TEXT UNDER STUDY:
I tried too see myself in the statue when I saw it and it didn’t work. I saw this though in another reflective surface. It’s called man goes to the casino to get fun and performatively depressed but ends up just getting normal and quiet depressed.

I may have mentioned once or twice on here that I tend to be susceptible to addictive impulses and one of the ones I used to have inside of me pretty good was the gambling brain. Where I went to college wasn’t too long a drive to Foxwoods so we’d often go down a group of us and spend whatever money we could scrape together playing blackjack and ideally stretch it out into a whole night if we could. We had a rich friend who we used to bully into lending us money so we could go sometimes and I feel bad about that looking back on it but now he’s a really wealthy plastic surgeon and I’m whatever this is so maybe he had it coming.

All of those trips to Foxwoods have sort of blurred together in my mind but one that stands out is a time when we were at the blackjack table and a miserable man seated next to me reprimanded me for making the wrong play. This is what you’re supposed to do every time without fail he said and I said some shit to him like Hmm yes but a foolish consistency is the hobgoblin of little minds… and we all thought it was this big How do you like them apples? moment but to be honest that dude should have dragged my nerdy ass outside and pummeled me into the dirt until I disappeared.

It was Emerson who said that shit in his essay Self-Reliance and I haven’t read it in like twenty years so I’m not going to pretend to remember it.

You can see the power plant from one of the balconies overlooking the fake grass along the river at Encore if you want and even if you don’t want because it’s sort of hard to miss. Something about the lone little windmill spinning there against the backdrop of the plant is very sad to me. Someone should write a book about windmills and futility.

Long story short I used to gamble a lot and at one point about eight years ago or so I had a website I would go to to bet on football games and then I found myself betting in the middle of a random day on like a Cardinals vs Diamondbacks baseball game I wasn’t even watching and I said I gotta cut this shit out and I did. Emerson would probably be proud of me for that. All the other shit I got going on not so much but there’s that.

I was still sort of surprised at how little being inside the casino was making my brain maggots wriggle yesterday though. That was partly because most of the table games had a $50 minimum which is insanely high. I eventually found a $25 blackjack table and sat down for about twenty minutes but I just couldn’t feel anything about it it was like trying to jack serotonin out of a soft dick and no matter how hard I tried I couldn’t get anything to come out so I stopped.

There are two types of anxiety when it comes to drug addicts there is the anxiety of waiting for the drugs to arrive and there is the anxiety of realizing that the drugs are about to run out. Sometimes in between there is the high of being on the drugs but that is fleeting. Anyway that’s what people inside a casino look like. They’re waiting for something to come and watching it run out.

I don’t have anything particularly novel or revelatory to say about this place it’s just a casino buddy and it’s got all the shit that casinos have.

There are all these big lobster-red chandeliers hanging over the gaming floor I noticed and I couldn’t escape the feeling that I was inside of a claw grab game at the arcade waiting to be plucked out. I was a shitty stuffed animal that some goober like God or the Devil or whoever you want it to be was aiming the thing at and it kept reaching down just almost catching me like ah fuck fuck almost so they had to keep trying again and again until eventually it worked and I get pulled out and I’m gone.

As they were digging down into the earth on the site of the casino before construction to see how fucked they were vis a vis poisoned earth they uncovered all sorts of secrets like evidence of old facilities and plants that had simply been bulldozed over and buried in order to build new ones on top of sometimes with the chemicals they produced not even disposed of in any way. They just let the poison sink into the earth.

DATA PROVIDED:
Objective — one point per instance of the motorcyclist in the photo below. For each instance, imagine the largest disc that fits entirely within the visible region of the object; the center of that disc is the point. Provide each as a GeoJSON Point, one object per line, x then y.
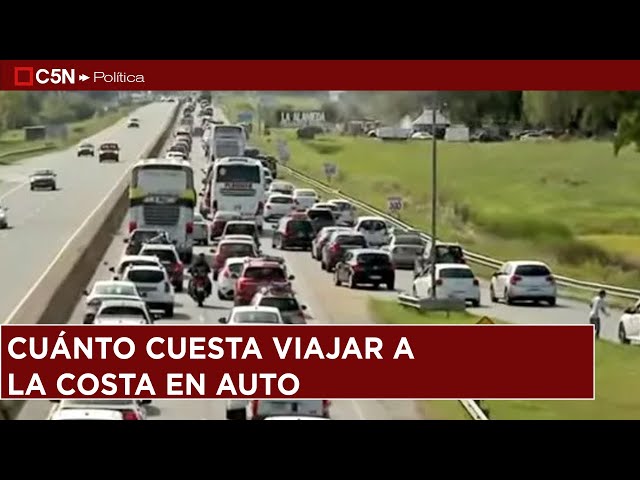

WORK REQUIRED: In one to three sentences, explain why the writer of the casino piece quit betting about eight years ago. The lines have no connection to the casino piece.

YOUR RESPONSE: The writer caught themselves betting in the middle of a random day on a Cardinals vs Diamondbacks baseball game they weren't even watching. That moment made them decide they had to cut it out, and they did.